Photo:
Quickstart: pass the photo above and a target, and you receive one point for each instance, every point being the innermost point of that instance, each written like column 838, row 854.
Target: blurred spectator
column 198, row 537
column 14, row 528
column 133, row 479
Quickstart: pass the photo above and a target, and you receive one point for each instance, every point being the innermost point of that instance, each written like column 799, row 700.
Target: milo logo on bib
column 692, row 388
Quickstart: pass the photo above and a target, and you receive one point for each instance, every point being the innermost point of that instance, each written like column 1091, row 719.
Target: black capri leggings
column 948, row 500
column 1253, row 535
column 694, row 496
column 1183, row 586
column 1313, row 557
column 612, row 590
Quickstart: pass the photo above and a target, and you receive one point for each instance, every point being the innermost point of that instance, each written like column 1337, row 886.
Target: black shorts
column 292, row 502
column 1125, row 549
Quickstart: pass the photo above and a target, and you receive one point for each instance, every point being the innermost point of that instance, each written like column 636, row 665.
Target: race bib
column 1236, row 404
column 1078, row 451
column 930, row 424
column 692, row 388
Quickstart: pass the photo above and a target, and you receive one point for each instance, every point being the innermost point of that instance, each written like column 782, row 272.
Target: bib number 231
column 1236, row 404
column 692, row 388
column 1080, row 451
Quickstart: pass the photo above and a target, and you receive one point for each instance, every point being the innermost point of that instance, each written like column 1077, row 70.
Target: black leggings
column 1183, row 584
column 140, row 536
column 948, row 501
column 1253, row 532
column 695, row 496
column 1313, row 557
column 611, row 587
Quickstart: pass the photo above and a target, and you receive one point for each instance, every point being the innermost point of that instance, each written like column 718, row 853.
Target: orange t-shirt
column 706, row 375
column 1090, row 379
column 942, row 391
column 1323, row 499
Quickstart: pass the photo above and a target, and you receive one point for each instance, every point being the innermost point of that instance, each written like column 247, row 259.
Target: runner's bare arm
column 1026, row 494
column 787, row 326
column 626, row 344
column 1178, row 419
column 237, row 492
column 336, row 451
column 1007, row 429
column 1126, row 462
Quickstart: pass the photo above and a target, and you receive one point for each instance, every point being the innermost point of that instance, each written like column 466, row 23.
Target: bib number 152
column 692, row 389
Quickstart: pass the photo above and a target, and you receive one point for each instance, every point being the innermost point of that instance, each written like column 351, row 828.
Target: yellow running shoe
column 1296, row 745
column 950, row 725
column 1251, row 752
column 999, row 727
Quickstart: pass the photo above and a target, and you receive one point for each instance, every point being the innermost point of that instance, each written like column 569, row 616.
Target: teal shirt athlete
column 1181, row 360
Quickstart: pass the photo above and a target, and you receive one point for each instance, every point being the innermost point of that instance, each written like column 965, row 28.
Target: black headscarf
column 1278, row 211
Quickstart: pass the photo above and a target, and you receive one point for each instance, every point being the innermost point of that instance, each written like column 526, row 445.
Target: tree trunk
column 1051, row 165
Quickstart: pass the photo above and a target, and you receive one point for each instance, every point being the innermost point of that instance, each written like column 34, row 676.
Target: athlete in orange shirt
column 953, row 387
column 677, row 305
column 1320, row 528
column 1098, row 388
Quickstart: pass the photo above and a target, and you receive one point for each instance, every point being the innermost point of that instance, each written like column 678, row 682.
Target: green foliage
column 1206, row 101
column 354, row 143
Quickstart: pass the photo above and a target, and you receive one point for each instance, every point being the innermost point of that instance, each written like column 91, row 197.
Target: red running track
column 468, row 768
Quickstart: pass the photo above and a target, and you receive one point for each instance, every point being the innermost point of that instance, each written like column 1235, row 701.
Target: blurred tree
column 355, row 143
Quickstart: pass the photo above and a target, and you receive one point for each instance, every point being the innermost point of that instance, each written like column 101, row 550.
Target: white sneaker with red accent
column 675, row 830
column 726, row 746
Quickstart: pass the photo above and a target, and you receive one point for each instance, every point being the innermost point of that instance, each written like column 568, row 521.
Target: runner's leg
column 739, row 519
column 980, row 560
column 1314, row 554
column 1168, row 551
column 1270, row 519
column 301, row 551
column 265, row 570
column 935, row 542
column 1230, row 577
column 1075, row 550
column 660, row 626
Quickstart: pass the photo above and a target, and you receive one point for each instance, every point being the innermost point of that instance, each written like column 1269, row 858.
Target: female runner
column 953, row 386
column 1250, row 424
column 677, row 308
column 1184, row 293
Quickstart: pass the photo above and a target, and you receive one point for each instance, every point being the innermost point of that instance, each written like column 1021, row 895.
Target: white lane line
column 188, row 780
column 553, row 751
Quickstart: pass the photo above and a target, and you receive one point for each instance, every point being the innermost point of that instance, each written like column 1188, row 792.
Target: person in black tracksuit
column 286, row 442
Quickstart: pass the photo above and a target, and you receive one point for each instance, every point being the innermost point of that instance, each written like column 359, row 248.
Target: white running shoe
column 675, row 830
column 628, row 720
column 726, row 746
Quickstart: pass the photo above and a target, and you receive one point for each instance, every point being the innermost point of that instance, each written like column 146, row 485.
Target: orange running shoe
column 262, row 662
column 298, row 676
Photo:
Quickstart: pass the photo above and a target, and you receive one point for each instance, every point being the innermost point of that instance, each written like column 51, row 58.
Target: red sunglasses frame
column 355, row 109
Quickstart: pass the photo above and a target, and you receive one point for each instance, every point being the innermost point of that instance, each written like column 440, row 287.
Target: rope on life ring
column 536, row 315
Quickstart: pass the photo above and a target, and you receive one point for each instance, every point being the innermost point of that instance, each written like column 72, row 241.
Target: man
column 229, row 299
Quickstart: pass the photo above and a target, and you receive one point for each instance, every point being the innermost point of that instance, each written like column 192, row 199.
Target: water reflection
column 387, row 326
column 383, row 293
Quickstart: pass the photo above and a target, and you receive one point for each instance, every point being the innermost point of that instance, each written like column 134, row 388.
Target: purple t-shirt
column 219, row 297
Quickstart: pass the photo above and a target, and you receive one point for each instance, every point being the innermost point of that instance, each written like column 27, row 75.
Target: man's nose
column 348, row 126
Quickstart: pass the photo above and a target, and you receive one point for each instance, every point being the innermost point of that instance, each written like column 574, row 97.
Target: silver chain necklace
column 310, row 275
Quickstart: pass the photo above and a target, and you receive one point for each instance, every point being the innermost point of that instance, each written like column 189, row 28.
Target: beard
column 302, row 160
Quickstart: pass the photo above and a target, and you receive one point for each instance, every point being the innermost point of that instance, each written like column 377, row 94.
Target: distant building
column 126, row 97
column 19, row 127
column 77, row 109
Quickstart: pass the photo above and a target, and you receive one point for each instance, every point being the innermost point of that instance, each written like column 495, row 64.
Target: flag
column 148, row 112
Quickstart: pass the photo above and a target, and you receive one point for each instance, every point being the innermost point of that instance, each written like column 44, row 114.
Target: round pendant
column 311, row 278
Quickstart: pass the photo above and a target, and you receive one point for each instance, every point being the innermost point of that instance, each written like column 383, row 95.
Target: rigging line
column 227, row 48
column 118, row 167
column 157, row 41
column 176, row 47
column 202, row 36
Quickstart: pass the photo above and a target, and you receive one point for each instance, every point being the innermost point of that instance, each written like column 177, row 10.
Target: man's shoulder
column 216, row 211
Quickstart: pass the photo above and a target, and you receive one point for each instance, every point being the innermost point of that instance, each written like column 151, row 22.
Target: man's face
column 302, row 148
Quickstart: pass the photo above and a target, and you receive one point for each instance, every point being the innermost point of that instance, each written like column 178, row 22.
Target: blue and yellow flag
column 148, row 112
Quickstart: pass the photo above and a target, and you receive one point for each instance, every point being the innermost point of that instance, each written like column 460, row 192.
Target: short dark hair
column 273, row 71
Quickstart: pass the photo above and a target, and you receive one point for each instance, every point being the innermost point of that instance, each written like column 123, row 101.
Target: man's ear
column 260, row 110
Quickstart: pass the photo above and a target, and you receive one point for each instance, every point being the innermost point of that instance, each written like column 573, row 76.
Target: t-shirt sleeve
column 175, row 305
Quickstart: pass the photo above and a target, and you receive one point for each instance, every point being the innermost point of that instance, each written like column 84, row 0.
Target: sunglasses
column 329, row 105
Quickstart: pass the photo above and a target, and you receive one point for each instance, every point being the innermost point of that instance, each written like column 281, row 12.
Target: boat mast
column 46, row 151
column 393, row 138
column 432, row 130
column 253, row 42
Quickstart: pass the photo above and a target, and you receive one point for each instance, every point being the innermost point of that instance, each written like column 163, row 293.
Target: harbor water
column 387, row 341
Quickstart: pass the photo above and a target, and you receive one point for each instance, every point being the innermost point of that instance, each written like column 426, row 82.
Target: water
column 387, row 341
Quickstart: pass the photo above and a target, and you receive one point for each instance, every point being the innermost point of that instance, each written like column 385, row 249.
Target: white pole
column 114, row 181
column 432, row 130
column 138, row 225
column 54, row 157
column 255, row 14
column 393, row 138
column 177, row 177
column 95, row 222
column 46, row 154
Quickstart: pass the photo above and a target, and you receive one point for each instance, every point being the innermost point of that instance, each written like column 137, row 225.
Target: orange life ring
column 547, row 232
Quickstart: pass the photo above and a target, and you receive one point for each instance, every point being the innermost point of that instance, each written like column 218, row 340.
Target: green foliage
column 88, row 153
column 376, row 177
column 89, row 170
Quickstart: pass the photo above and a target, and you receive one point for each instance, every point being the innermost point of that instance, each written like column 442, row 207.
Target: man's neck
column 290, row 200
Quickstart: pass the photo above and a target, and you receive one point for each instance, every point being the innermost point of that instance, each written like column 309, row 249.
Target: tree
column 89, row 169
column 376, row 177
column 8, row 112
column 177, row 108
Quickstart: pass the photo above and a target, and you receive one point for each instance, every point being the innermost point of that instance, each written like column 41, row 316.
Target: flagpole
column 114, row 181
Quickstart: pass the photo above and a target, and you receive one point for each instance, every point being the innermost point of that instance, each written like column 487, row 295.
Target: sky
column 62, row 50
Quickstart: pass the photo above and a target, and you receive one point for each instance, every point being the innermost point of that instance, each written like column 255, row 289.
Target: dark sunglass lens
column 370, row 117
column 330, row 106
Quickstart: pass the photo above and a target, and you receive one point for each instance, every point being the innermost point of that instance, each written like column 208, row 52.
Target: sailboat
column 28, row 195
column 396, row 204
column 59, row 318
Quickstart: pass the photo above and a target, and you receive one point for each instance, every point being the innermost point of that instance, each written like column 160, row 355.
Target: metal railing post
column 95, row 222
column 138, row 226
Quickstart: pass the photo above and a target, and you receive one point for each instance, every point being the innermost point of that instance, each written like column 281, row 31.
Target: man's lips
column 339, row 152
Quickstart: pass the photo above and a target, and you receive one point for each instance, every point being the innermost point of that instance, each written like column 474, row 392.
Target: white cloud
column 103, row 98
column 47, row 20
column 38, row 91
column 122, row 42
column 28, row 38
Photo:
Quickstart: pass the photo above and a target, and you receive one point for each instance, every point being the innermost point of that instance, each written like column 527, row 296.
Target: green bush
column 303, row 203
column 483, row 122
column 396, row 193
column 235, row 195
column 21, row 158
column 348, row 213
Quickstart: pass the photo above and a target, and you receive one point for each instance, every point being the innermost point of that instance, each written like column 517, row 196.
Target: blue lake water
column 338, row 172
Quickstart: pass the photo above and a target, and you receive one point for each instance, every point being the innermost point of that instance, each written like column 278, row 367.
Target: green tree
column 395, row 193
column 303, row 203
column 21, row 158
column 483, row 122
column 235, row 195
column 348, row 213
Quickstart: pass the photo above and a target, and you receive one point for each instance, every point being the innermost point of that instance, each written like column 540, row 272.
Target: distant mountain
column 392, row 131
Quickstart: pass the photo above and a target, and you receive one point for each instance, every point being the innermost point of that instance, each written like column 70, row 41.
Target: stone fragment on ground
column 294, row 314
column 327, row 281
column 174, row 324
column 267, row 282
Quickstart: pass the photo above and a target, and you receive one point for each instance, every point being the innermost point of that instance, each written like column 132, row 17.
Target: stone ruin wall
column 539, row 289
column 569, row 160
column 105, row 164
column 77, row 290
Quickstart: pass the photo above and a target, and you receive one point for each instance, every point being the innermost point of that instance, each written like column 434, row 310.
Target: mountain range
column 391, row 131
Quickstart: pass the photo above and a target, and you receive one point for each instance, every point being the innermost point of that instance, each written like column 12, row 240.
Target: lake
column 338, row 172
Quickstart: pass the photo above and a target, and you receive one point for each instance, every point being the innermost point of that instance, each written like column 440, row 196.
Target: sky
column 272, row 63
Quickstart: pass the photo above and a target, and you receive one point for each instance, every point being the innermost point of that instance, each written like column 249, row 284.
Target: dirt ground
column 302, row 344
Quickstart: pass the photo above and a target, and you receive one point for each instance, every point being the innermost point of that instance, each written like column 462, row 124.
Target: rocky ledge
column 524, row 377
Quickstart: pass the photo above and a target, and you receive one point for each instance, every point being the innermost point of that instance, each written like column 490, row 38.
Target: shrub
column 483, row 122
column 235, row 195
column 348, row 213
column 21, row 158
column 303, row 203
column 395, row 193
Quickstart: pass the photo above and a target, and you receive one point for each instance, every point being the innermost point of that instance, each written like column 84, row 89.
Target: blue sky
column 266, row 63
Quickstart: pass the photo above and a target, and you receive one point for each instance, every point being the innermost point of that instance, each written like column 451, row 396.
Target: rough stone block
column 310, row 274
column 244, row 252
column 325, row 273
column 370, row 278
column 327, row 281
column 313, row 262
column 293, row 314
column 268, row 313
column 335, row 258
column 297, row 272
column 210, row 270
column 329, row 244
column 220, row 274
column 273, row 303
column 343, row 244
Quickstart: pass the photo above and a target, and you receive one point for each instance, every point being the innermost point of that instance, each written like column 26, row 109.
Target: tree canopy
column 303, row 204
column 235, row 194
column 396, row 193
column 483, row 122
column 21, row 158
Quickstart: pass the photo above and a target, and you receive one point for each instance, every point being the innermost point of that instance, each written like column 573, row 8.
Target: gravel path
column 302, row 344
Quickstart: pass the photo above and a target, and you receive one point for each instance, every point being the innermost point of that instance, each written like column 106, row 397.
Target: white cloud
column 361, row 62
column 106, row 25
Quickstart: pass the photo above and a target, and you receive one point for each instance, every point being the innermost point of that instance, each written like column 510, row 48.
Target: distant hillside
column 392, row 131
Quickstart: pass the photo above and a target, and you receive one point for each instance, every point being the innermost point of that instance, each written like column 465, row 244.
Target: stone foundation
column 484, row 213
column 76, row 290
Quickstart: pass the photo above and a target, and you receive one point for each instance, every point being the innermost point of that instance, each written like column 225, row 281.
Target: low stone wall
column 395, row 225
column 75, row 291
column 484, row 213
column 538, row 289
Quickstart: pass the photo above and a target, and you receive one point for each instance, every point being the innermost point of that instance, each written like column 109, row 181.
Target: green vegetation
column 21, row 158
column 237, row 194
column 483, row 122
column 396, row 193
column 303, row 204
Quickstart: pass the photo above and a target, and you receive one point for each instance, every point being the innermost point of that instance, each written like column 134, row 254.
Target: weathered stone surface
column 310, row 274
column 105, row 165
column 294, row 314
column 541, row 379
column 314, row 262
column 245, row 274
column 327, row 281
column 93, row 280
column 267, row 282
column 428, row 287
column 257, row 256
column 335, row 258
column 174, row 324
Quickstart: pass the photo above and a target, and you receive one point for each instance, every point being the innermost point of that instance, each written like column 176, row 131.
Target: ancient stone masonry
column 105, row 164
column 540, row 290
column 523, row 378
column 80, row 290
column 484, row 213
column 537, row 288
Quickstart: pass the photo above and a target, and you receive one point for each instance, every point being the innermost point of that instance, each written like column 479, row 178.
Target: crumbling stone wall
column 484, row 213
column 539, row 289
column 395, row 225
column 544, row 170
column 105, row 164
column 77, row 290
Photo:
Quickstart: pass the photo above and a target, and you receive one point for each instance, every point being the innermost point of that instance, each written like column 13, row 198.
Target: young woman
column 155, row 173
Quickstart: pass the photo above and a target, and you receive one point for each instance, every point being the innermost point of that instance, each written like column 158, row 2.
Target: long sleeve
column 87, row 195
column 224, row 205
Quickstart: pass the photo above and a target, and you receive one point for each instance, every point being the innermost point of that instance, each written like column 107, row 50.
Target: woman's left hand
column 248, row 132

▶ _Work order_
Starting at the line with "Target: ancient stone masonry", restate each line through the end of the records, both ends included, and stop there.

▶ _Exercise solution_
Target: ancient stone masonry
column 105, row 164
column 540, row 290
column 523, row 378
column 80, row 290
column 484, row 213
column 537, row 288
Quickstart: pass the photo above and a target, and you receive one point for each instance, every point being the innermost point of that instance, each written like column 479, row 178.
Target: crumbling stone wall
column 484, row 213
column 539, row 289
column 395, row 225
column 544, row 170
column 105, row 164
column 77, row 290
Photo:
Quickstart: pass the photo above and a target, and you receive one point for each instance, every point being the innermost point of that instance, each written like column 13, row 198.
Target: young woman
column 155, row 173
Quickstart: pass the photo above and a target, and you receive one point for each instance, every point being the innermost point of that instance, each written like column 158, row 2.
Target: long sleeve
column 87, row 195
column 224, row 205
Quickstart: pass the photo above and a target, and you receive one point for each instance, every point being the innermost point of that instance, each written like column 107, row 50.
Target: woman's left hand
column 248, row 132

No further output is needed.